------ Data for processing

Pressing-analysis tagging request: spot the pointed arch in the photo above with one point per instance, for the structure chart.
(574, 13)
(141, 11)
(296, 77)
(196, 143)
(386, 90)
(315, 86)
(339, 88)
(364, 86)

------------

§ Exercise prompt
Output the lines above as a JSON list of strings, one string per line, skipping any blank lines.

§ Reply to the exercise
[
  "Pressing-analysis tagging request: spot the pointed arch in the photo above with one point per instance, for the structure chart.",
  "(574, 13)",
  "(141, 11)",
  "(296, 77)",
  "(196, 143)",
  "(386, 90)",
  "(315, 86)",
  "(339, 88)",
  "(364, 86)"
]